## YOUR GOAL
Search the listing for "query" and copy every line where it appears.

——————

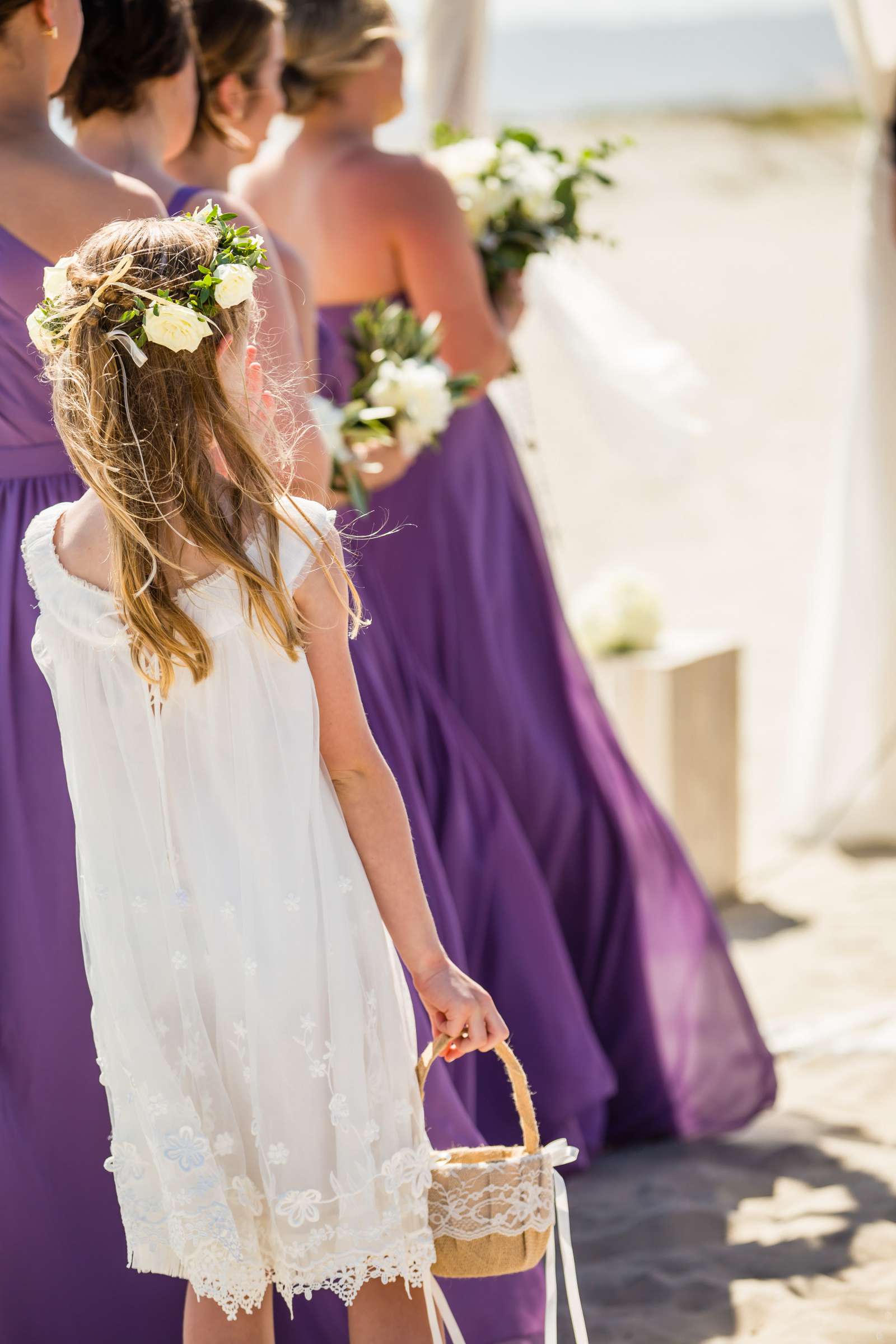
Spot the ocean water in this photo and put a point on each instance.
(597, 55)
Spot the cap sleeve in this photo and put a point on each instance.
(38, 553)
(315, 525)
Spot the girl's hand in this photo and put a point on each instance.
(460, 1009)
(510, 301)
(260, 401)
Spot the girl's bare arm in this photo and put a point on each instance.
(378, 824)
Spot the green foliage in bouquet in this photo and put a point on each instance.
(385, 331)
(394, 351)
(521, 200)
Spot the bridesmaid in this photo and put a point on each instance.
(470, 589)
(135, 96)
(59, 1205)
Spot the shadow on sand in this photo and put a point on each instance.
(657, 1249)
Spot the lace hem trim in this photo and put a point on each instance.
(238, 1285)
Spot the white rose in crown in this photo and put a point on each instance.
(421, 395)
(174, 326)
(57, 277)
(617, 613)
(234, 284)
(38, 334)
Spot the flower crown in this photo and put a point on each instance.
(157, 318)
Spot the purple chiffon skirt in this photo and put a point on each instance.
(460, 577)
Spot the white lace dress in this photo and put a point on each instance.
(253, 1025)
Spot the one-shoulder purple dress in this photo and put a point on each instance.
(58, 1203)
(461, 577)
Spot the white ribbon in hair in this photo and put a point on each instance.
(120, 335)
(437, 1307)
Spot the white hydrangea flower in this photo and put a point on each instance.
(617, 612)
(535, 183)
(55, 277)
(38, 334)
(472, 158)
(174, 326)
(421, 394)
(234, 286)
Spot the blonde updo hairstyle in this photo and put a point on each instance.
(327, 44)
(142, 438)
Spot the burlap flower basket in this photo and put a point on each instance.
(492, 1208)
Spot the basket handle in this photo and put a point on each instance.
(519, 1082)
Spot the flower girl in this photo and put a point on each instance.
(242, 847)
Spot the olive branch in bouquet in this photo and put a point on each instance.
(385, 331)
(508, 237)
(394, 353)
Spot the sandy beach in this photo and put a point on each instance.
(740, 241)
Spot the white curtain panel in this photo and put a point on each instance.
(454, 39)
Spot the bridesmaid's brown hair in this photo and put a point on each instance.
(8, 8)
(328, 41)
(235, 37)
(127, 44)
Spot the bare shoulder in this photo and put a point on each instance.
(82, 541)
(295, 267)
(401, 179)
(261, 182)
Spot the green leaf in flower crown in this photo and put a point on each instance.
(523, 138)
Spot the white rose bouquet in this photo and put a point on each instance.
(517, 195)
(403, 390)
(617, 612)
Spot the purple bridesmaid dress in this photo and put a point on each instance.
(464, 584)
(58, 1203)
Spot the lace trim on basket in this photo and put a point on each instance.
(481, 1200)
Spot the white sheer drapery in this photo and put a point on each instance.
(843, 764)
(454, 37)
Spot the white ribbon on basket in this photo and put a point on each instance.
(559, 1154)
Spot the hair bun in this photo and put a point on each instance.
(300, 89)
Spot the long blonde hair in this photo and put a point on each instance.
(142, 438)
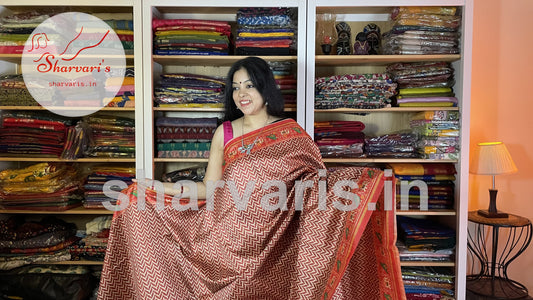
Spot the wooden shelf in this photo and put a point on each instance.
(73, 262)
(66, 108)
(16, 58)
(378, 60)
(75, 211)
(385, 109)
(190, 109)
(387, 160)
(55, 159)
(210, 60)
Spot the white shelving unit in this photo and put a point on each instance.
(10, 64)
(363, 12)
(154, 65)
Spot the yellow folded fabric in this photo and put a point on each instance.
(432, 10)
(416, 91)
(426, 104)
(270, 34)
(120, 81)
(187, 32)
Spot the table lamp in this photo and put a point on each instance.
(492, 158)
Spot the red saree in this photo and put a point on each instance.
(238, 250)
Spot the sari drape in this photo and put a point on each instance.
(301, 246)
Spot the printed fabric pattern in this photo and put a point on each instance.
(234, 249)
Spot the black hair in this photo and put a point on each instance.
(263, 79)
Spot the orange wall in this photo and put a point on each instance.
(502, 109)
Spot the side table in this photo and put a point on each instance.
(493, 256)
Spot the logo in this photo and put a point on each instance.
(73, 64)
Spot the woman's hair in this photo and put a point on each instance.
(263, 79)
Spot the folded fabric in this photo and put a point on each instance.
(423, 168)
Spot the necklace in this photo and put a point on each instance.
(247, 148)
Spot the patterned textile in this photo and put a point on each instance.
(259, 251)
(423, 31)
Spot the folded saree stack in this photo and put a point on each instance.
(93, 188)
(284, 74)
(394, 145)
(93, 242)
(32, 133)
(423, 84)
(428, 283)
(367, 91)
(189, 90)
(184, 137)
(266, 31)
(439, 179)
(438, 134)
(125, 96)
(16, 28)
(13, 91)
(111, 136)
(55, 187)
(122, 24)
(340, 138)
(24, 242)
(191, 37)
(423, 30)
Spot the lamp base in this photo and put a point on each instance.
(492, 212)
(497, 214)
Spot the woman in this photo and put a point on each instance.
(277, 227)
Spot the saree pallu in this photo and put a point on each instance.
(236, 249)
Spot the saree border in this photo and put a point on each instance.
(271, 134)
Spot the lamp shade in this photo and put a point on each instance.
(491, 159)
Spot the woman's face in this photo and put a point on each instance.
(246, 96)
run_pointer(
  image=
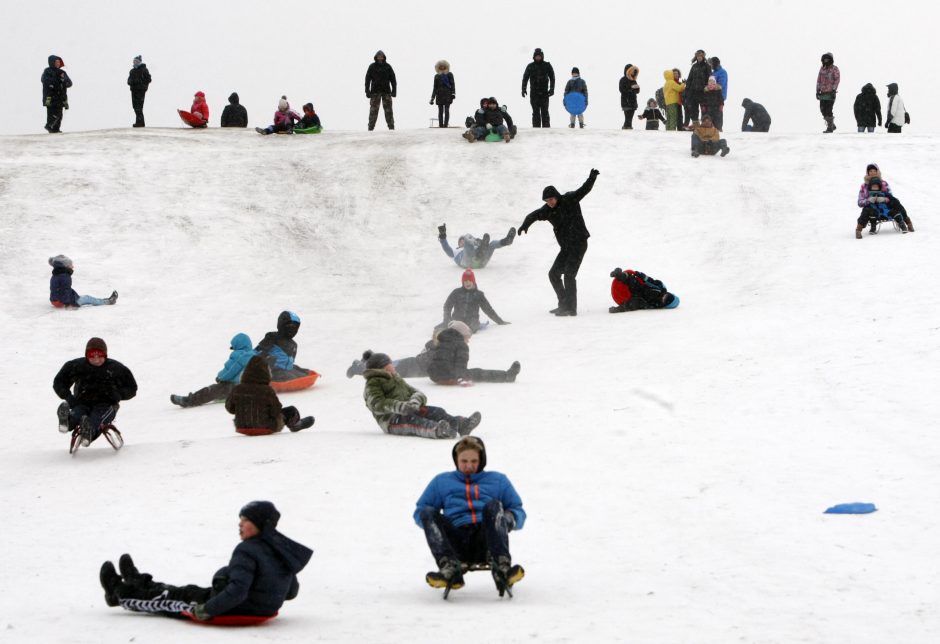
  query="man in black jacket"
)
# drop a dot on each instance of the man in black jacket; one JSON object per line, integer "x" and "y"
{"x": 234, "y": 114}
{"x": 260, "y": 576}
{"x": 139, "y": 80}
{"x": 92, "y": 388}
{"x": 55, "y": 84}
{"x": 540, "y": 77}
{"x": 564, "y": 213}
{"x": 381, "y": 86}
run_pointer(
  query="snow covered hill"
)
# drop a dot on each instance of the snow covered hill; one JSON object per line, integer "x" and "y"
{"x": 674, "y": 464}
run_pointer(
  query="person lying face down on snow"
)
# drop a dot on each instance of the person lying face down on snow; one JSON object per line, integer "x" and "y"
{"x": 402, "y": 410}
{"x": 260, "y": 576}
{"x": 471, "y": 251}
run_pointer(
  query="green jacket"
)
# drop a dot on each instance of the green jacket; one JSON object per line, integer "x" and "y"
{"x": 386, "y": 395}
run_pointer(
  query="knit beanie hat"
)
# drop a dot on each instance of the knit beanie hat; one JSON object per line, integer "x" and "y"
{"x": 262, "y": 513}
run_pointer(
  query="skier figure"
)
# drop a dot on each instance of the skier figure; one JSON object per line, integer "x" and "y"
{"x": 381, "y": 86}
{"x": 564, "y": 213}
{"x": 471, "y": 251}
{"x": 402, "y": 410}
{"x": 449, "y": 358}
{"x": 92, "y": 389}
{"x": 256, "y": 407}
{"x": 234, "y": 114}
{"x": 260, "y": 576}
{"x": 827, "y": 84}
{"x": 139, "y": 80}
{"x": 444, "y": 91}
{"x": 463, "y": 528}
{"x": 55, "y": 85}
{"x": 227, "y": 378}
{"x": 540, "y": 77}
{"x": 61, "y": 294}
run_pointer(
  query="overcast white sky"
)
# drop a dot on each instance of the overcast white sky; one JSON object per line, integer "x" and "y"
{"x": 319, "y": 52}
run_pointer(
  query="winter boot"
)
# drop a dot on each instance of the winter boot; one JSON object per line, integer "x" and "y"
{"x": 468, "y": 424}
{"x": 110, "y": 581}
{"x": 63, "y": 413}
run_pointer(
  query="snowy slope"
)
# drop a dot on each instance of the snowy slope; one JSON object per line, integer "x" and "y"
{"x": 674, "y": 464}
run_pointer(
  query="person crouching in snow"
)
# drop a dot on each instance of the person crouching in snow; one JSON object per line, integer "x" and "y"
{"x": 92, "y": 389}
{"x": 61, "y": 294}
{"x": 464, "y": 304}
{"x": 464, "y": 528}
{"x": 284, "y": 119}
{"x": 635, "y": 291}
{"x": 450, "y": 355}
{"x": 402, "y": 410}
{"x": 706, "y": 139}
{"x": 256, "y": 407}
{"x": 259, "y": 578}
{"x": 226, "y": 380}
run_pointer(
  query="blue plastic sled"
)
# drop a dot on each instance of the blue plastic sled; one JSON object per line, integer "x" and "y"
{"x": 575, "y": 103}
{"x": 852, "y": 508}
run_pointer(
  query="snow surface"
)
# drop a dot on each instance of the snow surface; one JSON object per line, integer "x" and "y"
{"x": 674, "y": 464}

——————

## RESULT OF THE EXERCISE
  query="man in black jacket"
  query="snow covered hill"
  query="person lying face down on snow"
  query="green jacket"
  query="knit beanie hat"
  query="skier figure"
  query="overcast white sky"
  query="winter boot"
  query="snowy slope"
  query="person crouching in snow"
  query="blue plastic sled"
  query="snow surface"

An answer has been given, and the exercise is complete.